───── Record excerpts

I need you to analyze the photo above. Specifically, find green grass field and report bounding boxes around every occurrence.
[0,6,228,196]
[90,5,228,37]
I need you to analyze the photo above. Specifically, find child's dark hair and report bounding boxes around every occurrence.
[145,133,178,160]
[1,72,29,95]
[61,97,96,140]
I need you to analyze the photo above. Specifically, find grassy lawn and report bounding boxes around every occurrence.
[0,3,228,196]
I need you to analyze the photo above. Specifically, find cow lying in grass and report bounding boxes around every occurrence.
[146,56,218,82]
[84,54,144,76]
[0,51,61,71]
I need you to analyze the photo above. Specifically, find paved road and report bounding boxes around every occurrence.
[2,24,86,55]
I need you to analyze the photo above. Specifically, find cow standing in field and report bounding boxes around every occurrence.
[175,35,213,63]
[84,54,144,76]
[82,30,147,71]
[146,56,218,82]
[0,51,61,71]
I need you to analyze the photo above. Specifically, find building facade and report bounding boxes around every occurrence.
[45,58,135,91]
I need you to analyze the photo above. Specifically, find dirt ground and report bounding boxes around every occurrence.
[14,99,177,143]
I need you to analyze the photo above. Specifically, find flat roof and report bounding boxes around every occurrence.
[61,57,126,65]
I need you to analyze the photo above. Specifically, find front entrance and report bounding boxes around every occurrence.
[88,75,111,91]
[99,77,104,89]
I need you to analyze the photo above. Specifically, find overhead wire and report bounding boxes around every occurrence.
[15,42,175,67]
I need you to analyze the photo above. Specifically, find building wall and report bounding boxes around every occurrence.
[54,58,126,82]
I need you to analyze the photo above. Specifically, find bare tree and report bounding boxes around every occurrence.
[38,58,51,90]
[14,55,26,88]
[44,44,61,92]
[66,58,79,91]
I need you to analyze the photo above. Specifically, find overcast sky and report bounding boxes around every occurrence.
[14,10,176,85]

──────────

Give every line of the items above as a JSON list of strings, one string per line, with blank lines left out.

→ Answer for the task:
[
  "I need you to analyze the photo above. Specifically, find green grass field and report bounding boxes around every occurrence.",
  "[0,6,228,196]",
  "[90,5,228,37]",
  "I need you to analyze the photo above. Specifically, find child's dark hair and report bounding boxes around every occurrence.",
  "[145,133,178,160]",
  "[1,72,29,95]",
  "[61,97,96,140]",
  "I need you to analyze the photo above. Specifically, find grassy lawn and report bounding boxes around every occurrence.",
  "[0,3,228,196]",
  "I need you to analyze the photo above. Specifically, find cow lying in grass and report bounding boxes around every occurrence.",
  "[146,56,218,82]",
  "[84,54,144,76]",
  "[0,51,61,71]",
  "I need you to analyze the photo above. Specifically, find paved road and report bounding boxes around every occurrence.",
  "[2,24,86,55]",
  "I need you to analyze the photo above. Specifically, find cow standing in field and report bounding boxes around every occurrence.",
  "[175,35,213,63]",
  "[84,54,144,76]",
  "[82,30,147,71]",
  "[146,56,218,82]",
  "[0,51,61,71]",
  "I need you to analyze the photo above. Specifically, find building facade and report bounding boxes around every occurrence.",
  "[45,58,135,91]",
  "I need you to analyze the photo above. Specifically, find dirt ground and report bounding boxes around every occurrence.",
  "[14,99,177,143]",
  "I need you to analyze the photo above. Specifically, find flat roof and report bounding boxes around every occurrence.",
  "[61,57,126,65]",
  "I need you to analyze the photo above. Specifically, find front entrance and report bounding boxes around every occurrence.",
  "[88,75,111,91]",
  "[99,77,104,89]",
  "I need you to analyze the photo above. Specifically, find overhead wire and report bounding boxes around every occurrence.",
  "[15,42,175,67]",
  "I need you to analyze the photo above. Specifically, find building wall and report bounding boxes around every occurrence.",
  "[54,58,126,82]",
  "I need you to analyze the photo above. Specifically, find bare tree and report bounding boxes around every occurrence.",
  "[38,58,51,90]",
  "[14,55,26,88]",
  "[44,44,61,92]",
  "[66,58,79,91]",
  "I need you to analyze the photo above. Specifically, find overcast sky and report bounding boxes around every occurrence.",
  "[14,10,176,85]"
]